⟨
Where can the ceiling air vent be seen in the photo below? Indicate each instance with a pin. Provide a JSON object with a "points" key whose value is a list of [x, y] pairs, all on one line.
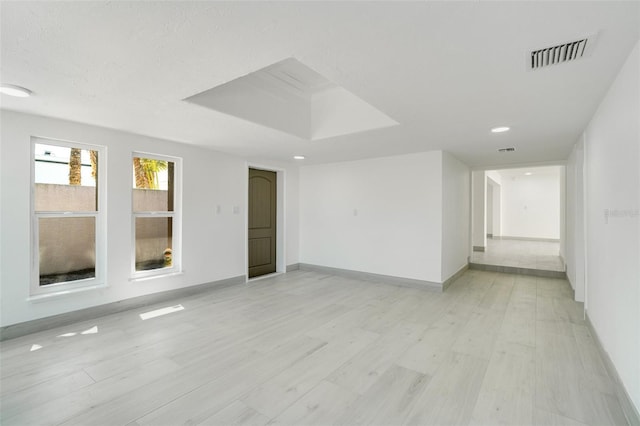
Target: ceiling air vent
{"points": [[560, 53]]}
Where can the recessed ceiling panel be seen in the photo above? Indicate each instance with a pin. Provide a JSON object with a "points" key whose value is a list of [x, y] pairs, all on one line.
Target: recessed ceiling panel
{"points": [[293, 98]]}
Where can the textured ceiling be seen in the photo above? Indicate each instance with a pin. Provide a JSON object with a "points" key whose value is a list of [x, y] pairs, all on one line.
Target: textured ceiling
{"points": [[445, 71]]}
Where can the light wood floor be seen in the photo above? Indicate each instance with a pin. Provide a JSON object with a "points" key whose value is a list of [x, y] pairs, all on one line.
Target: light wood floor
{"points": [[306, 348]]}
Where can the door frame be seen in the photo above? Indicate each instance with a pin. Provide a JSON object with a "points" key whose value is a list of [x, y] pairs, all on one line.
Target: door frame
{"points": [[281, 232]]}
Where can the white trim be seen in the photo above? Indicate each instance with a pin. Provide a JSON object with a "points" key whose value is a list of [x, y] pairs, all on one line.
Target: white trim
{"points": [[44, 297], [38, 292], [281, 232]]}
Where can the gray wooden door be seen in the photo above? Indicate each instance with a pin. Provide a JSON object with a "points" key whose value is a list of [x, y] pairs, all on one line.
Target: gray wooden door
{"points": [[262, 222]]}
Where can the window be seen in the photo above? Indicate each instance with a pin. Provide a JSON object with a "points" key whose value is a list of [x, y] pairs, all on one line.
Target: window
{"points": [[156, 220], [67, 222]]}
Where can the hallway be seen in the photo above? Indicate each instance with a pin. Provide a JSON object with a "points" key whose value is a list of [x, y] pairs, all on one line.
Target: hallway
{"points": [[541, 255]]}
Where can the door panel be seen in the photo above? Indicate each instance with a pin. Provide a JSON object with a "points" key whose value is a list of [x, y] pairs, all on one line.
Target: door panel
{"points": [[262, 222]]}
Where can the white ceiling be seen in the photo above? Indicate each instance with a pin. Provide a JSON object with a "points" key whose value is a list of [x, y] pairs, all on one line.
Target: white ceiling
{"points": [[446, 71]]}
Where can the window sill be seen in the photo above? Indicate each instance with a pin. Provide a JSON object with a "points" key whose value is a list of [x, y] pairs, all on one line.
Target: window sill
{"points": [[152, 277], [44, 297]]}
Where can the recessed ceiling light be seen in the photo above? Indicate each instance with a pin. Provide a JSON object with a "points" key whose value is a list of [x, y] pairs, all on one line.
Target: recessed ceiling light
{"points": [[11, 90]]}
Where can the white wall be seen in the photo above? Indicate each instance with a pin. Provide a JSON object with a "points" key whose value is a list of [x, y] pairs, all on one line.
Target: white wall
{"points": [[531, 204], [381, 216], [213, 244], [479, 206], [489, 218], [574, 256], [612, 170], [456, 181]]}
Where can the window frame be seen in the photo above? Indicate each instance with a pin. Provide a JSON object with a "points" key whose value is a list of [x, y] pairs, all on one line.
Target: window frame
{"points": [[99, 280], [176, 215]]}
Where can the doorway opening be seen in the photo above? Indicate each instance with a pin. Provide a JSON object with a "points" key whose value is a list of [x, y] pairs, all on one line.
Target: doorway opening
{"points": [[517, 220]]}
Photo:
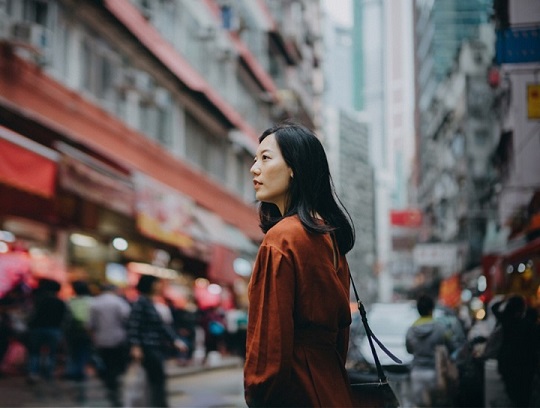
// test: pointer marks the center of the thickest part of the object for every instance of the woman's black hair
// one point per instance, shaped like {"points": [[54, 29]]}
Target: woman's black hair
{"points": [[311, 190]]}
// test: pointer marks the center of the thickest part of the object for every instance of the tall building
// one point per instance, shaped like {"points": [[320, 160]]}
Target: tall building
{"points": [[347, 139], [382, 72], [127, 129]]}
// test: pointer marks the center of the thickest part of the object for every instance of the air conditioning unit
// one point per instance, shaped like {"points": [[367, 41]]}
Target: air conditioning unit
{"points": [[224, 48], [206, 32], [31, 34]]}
⟩
_Written problem:_
Copy all of the records above word for word, leaving out the pictures.

_Output of the exercise:_
Where can the ceiling air vent be seen in the photo below? Indicate each instance with a pin. Provide a JSON object with a "points" key whose value is a list of [x, y] pairs, all on one line.
Target: ceiling air vent
{"points": [[560, 53]]}
Where can the recessed ceiling panel be seen in the photo above? Indicate each instance with a pin. Provide a JSON object with a "points" key whose value is a list of [x, y] pairs, all on one line.
Target: recessed ceiling panel
{"points": [[293, 98]]}
Where can the textured ceiling be seen in the photo above? Indicate each instance with a pin. Provide a JSON object with a "points" key whose value is a list of [x, y] pairs, all on one line.
Target: textured ceiling
{"points": [[445, 71]]}
Where can the light wood floor be seen in the photo above? Indicate each instance with a pin. Provide a JSON object with a "points" key whose value is a list of [x, y] pairs, all on one line.
Target: light wood floor
{"points": [[306, 348]]}
Where can the door frame be seen in the photo above? Indicate each instance with a pin. Provide a JSON object with a "points" key whose value is a list of [x, y] pairs, all on one line.
Target: door frame
{"points": [[281, 232]]}
Where can the white trim be seen in the photo above? Indicate each instance with a pin. Provide a JSON object with a "points" key whose value is a list of [x, y] pairs, all on one line.
Target: white trim
{"points": [[44, 297], [38, 292], [281, 232]]}
Where can the gray wooden door be seen in the photo above? Indicate each instance with a pin. Provide a JSON object with a "points" key whose value is a list of [x, y] pairs, all on one line.
Target: gray wooden door
{"points": [[262, 222]]}
Where can the window be seen in the photo above? Indicate each instance with a pin. Provide a JSON object with a "points" key whose value is a list of [x, y] pairs, all on one line.
Target: window
{"points": [[156, 220], [67, 222]]}
Where can the hallway be seen in the photo above? Indicate each instance with a pin. Provide a JSON object with a "points" key whose value is a list of [x, y] pairs, all on one line.
Target: hallway
{"points": [[541, 255]]}
Where can the door panel be seen in the photo above? Indicate each instance with a pin. Provide a JSON object with a "points" key whose value is a list of [x, y] pairs, all on one line.
Target: door panel
{"points": [[262, 222]]}
Where can the white ceiling be seen in the photo above? Indicate each instance with a pin. Provide a JSON object with a "points" key whose value is a list of [x, y] pairs, all on one line.
Target: white ceiling
{"points": [[446, 71]]}
Where can the window sill be seen in the photo above? Indicate each instance with a pin. Provide a JSON object with a "points" key whose value is a list of [x, y] pairs, all on one line.
Target: window sill
{"points": [[152, 277], [44, 297]]}
Where can the recessed ceiling light be seen in the photo above? Indicate each instance with a pin. Provide a JSON object with a "points" key whose value is a list of [x, y] pairs, all on one line.
Target: recessed ceiling light
{"points": [[11, 90]]}
Where can the white wall be seen in the photo above? Indicate each instance with a pin. Provide a JSON object with a "points" key whose value is a list of [x, y] pairs, all on one line.
Target: white wall
{"points": [[531, 204], [381, 216], [213, 244], [479, 206], [489, 218], [574, 256], [612, 170], [456, 181]]}
Where can the window frame be seen in the photo above? Indicate each instance with a pin. Provide a JSON object with a "points" key whose value is a list of [x, y] pairs, all on one line.
Target: window frame
{"points": [[99, 280], [176, 215]]}
Where can the doorway opening be seen in the photo above? Indicate each instance with a pin. Provide a JSON object with a "points" key whose value is a list of [x, y] pairs, all on one line.
Target: doorway opening
{"points": [[517, 220]]}
Photo:
// test: pointer marks the center of the thickest part of the object for every instance of the woman's black hair
// one point per instance, shaped like {"points": [[54, 29]]}
Target: woman's black hair
{"points": [[311, 190]]}
// test: pointer marks the center of the thickest part of the object for every instance of the tall building
// one point per instance, shaped like {"points": [[320, 160]]}
Target: tall building
{"points": [[347, 139], [382, 72], [127, 129]]}
// test: pointer marks the center of the thickest part of the object for every instance of the air conditioning unit
// one point per instance, shaped like {"points": [[367, 41]]}
Target: air conditioning unit
{"points": [[224, 48], [206, 32], [31, 34]]}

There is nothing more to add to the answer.